## Passage to read
= = = =

# 97 Maxima Flex Pipe Replacement



## SpdJunkie (Sep 5, 2012)

hey guys,

i just bought a 97 maxima 5 spd. im not sure if its a gxe, gle, se,, or what. its got the fog lights, white faced guages, and sun roof but i have no clue. anyways i want this car to be a speedy little souped up tuner in the next year or so but first i need it to pass PA inspection haha

but my flex pipe has a crack in it and leaks pretty bad

my dad worked on nissans for years and says i can just buy a flex piece from auto zone for 20 bucks and weld it in myself. but i dont know what part number, or how long or wide the piece needs to be or anything. 

PLEASE HELP!!

thank you


----------



## smj999smj (Jan 1, 2006)

= = = =

## Task set
1. In the forum thread about the 1997 Maxima flex pipe, how much did the poster's dad say a flex piece from AutoZone would cost?
2. Carry on the forum thread about the 1997 Maxima flex pipe from the point where it stops.
The rows that follow have no connection to the forum thread about the 1997 Maxima flex pipe.

## Records supplied

= = = =

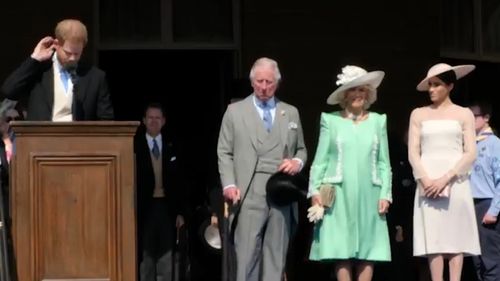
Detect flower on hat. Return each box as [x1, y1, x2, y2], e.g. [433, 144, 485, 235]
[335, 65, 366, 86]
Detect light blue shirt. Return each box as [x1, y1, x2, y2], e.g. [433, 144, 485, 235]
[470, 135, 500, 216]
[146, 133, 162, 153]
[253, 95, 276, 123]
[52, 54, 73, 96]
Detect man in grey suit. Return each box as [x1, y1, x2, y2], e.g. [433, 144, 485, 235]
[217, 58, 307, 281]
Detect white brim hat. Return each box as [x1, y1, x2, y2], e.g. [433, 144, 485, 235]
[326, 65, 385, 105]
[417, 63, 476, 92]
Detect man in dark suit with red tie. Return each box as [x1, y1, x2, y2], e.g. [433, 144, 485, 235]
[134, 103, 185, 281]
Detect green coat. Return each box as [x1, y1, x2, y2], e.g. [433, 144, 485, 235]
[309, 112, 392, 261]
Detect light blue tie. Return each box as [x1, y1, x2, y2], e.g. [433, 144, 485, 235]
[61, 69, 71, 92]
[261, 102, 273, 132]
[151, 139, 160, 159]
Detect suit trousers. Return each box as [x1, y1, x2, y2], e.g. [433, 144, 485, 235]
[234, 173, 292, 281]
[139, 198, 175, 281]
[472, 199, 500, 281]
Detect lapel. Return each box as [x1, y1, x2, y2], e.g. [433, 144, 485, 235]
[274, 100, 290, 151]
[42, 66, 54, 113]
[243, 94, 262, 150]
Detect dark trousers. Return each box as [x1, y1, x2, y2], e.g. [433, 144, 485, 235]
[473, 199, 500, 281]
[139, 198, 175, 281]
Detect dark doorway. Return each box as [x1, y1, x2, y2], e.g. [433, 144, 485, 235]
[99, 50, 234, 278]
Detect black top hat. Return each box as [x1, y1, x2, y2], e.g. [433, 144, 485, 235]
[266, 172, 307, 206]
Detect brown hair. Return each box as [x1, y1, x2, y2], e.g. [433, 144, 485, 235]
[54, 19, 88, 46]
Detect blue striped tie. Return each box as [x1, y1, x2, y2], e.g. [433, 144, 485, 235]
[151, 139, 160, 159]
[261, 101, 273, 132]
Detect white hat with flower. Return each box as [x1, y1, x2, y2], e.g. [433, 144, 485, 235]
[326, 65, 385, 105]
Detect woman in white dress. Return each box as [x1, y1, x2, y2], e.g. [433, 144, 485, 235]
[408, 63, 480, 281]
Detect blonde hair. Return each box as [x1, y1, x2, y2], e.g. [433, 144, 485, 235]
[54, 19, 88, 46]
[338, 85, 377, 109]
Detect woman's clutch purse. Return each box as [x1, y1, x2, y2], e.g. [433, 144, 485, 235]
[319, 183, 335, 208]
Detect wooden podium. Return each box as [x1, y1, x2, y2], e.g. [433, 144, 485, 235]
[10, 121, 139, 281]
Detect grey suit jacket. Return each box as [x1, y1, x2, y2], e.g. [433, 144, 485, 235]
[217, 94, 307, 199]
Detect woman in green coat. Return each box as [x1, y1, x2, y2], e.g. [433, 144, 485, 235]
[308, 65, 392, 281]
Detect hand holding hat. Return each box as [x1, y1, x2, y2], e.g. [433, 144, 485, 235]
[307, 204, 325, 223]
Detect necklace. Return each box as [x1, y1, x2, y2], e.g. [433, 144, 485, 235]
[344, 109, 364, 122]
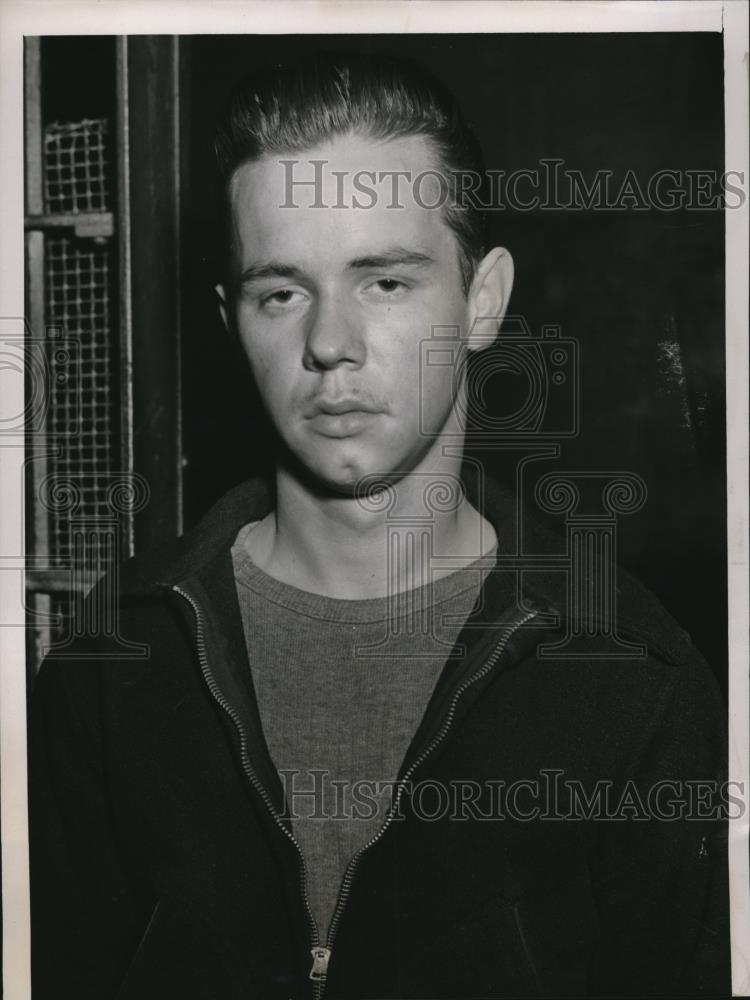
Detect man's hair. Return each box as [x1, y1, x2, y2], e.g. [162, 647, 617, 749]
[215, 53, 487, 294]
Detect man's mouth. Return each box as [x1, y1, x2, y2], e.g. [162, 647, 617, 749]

= = = =

## Answers to the tasks
1. About 20 dollars.

2.
Sounds like an "SE" model by your description. Hopefully you can weld stainless steel, because that's what the front catalytic converter/"Y"-pipe is made out of. Your best bet would be to get under it and measure it to be on the safe side and, while there, make sure you have something there to connect an aftermarket flex pipe section to once you cut off the old one. If you don't, your only choice will be to replace the front converter assy., which is essentially the front Y-pipe. In that case, Rockauto.com offers a Bosal unit for $315+shipping. I've had good experiences with Bosal's converters and exhaust products. They're well made and, most important, fit well! If your local parts store doesn't carry the flex pipe you need, check with Summit Racing; they carry them.


----------



## SpdJunkie (Sep 5, 2012)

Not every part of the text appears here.